Required work:
Although the entries contain pictures, only their words should be duplicated exactly.

** Dataset records follows **

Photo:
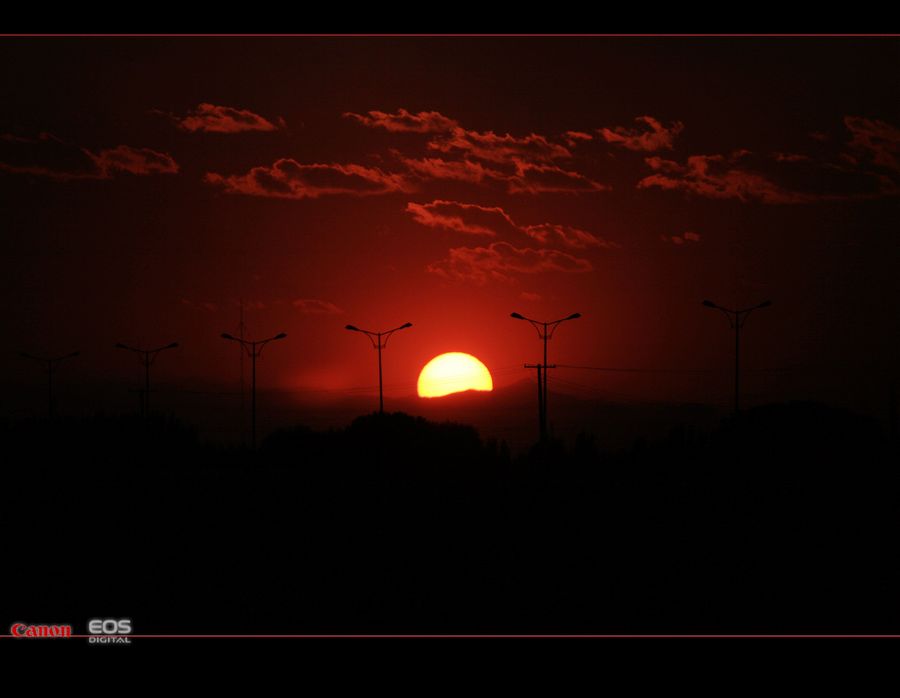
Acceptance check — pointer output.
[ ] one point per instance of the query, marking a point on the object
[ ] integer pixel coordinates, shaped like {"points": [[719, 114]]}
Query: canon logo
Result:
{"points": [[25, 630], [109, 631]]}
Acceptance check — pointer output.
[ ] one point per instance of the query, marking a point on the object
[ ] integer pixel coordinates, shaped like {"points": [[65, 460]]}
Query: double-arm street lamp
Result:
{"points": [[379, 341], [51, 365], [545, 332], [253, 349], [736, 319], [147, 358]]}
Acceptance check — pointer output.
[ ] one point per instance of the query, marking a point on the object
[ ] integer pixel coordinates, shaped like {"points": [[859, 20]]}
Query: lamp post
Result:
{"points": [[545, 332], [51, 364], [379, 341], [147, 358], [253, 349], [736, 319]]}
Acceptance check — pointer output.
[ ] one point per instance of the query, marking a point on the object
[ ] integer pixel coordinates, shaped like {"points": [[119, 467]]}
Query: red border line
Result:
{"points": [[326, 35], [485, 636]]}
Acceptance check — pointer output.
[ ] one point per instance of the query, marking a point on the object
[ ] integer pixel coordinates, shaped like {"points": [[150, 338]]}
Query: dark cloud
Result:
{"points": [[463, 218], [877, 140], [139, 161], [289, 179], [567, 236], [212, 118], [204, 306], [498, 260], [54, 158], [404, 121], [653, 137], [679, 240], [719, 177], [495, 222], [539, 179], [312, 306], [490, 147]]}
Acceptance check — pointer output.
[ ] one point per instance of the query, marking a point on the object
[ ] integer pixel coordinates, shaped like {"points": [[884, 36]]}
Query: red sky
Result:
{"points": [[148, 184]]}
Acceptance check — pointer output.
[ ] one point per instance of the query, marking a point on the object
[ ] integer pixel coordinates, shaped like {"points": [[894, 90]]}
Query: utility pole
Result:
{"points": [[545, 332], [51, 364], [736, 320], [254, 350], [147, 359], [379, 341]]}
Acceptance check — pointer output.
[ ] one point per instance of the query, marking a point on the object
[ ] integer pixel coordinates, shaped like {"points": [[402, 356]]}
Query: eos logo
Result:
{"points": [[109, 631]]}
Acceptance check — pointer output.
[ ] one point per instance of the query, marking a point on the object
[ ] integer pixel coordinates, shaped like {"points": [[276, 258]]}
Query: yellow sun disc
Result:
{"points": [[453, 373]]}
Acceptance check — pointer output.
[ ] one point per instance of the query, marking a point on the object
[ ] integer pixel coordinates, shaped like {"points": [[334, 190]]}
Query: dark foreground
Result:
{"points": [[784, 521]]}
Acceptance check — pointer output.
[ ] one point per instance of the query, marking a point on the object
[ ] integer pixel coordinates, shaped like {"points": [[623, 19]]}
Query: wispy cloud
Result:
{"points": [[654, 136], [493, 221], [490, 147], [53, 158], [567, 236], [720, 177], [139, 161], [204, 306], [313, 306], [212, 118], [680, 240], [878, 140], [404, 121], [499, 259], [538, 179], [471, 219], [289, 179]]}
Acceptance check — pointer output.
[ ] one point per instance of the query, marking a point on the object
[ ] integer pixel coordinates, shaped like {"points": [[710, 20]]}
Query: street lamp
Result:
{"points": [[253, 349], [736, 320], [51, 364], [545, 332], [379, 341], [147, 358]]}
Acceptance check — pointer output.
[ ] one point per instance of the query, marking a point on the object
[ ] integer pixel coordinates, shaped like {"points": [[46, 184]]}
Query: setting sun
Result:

** End of Dataset records **

Exercise solution:
Photo:
Acceptance check — pointer output.
[ ] one point per instance of the query, marking a point on the object
[ ] integer pixel coordinates, shaped like {"points": [[719, 114]]}
Query: canon logo
Result:
{"points": [[25, 630], [109, 631]]}
Acceptance check — pointer output.
[ ] one point per instance of the query, marking a point on the object
[ ] integer pixel coordinates, shaped like {"points": [[65, 460]]}
Query: double-arm street lamp
Result:
{"points": [[379, 341], [51, 365], [545, 332], [253, 349], [736, 319], [147, 358]]}
Acceptance check — pointer output.
[ ] one point per instance of the query, marking a point on the object
[ ] integer pixel coordinates, shaped like {"points": [[859, 20]]}
Query: lamp post
Result:
{"points": [[545, 332], [51, 364], [379, 341], [147, 358], [253, 349], [736, 319]]}
Acceptance check — pointer output.
[ ] one point per instance of the query, marking a point on the object
[ ] integer pixel coordinates, shaped like {"points": [[119, 467]]}
Query: red border line
Result:
{"points": [[326, 35], [485, 636]]}
Acceptance check — pointer output.
[ ] one point per instance of the query, marking a point on the object
[ ] integer pixel coordinates, shaped like {"points": [[150, 338]]}
Query: dark cloud
Result:
{"points": [[463, 218], [877, 140], [139, 161], [289, 179], [567, 236], [212, 118], [204, 306], [498, 260], [54, 158], [404, 121], [653, 137], [679, 240], [719, 177], [495, 222], [539, 179], [312, 306], [490, 147]]}
Acceptance check — pointer output.
[ ] one point per instance of the query, marking a point on the object
[ ] integer pixel coordinates, shaped like {"points": [[884, 36]]}
Query: red sky
Result:
{"points": [[148, 184]]}
Acceptance check — pointer output.
[ ] one point per instance of the query, marking a point on the object
[ ] integer pixel coordinates, shaped like {"points": [[894, 90]]}
Query: utility pole
Result:
{"points": [[545, 332], [51, 364], [736, 320], [254, 350], [147, 359], [379, 341]]}
Acceptance check — pointer output.
[ ] one point per instance of the query, marking a point on the object
[ ] integer pixel coordinates, shaped like {"points": [[402, 356]]}
Query: eos logo
Result:
{"points": [[109, 631]]}
Acceptance check — pointer output.
[ ] one point per instance of the query, marking a point on the object
[ ] integer pixel coordinates, shaped like {"points": [[276, 258]]}
Query: yellow sun disc
Result:
{"points": [[453, 373]]}
Acceptance check — pointer output.
[ ] one point per instance of the query, marking a point on the object
[ ] integer pixel coordinates, shaped like {"points": [[334, 190]]}
Query: dark foreground
Result:
{"points": [[784, 521]]}
Acceptance check — pointer output.
[ ] one point per instance of the query, marking a point on the object
[ ] integer pixel coordinates, shaped like {"points": [[623, 19]]}
Query: wispy cloud
Result:
{"points": [[654, 136], [493, 221], [490, 147], [53, 158], [567, 236], [720, 177], [139, 161], [204, 306], [313, 306], [212, 118], [680, 240], [878, 140], [404, 121], [499, 259], [538, 179], [471, 219], [289, 179]]}
Acceptance check — pointer output.
[ ] one point per instance of the query, marking a point on the object
[ ] integer pixel coordinates, shaped like {"points": [[710, 20]]}
Query: street lamp
Result:
{"points": [[253, 349], [736, 320], [51, 364], [545, 332], [379, 341], [147, 358]]}
Acceptance check — pointer output.
[ ] one point per instance of the query, marking a point on the object
[ ] integer pixel coordinates, shaped like {"points": [[46, 184]]}
Query: setting sun
Result:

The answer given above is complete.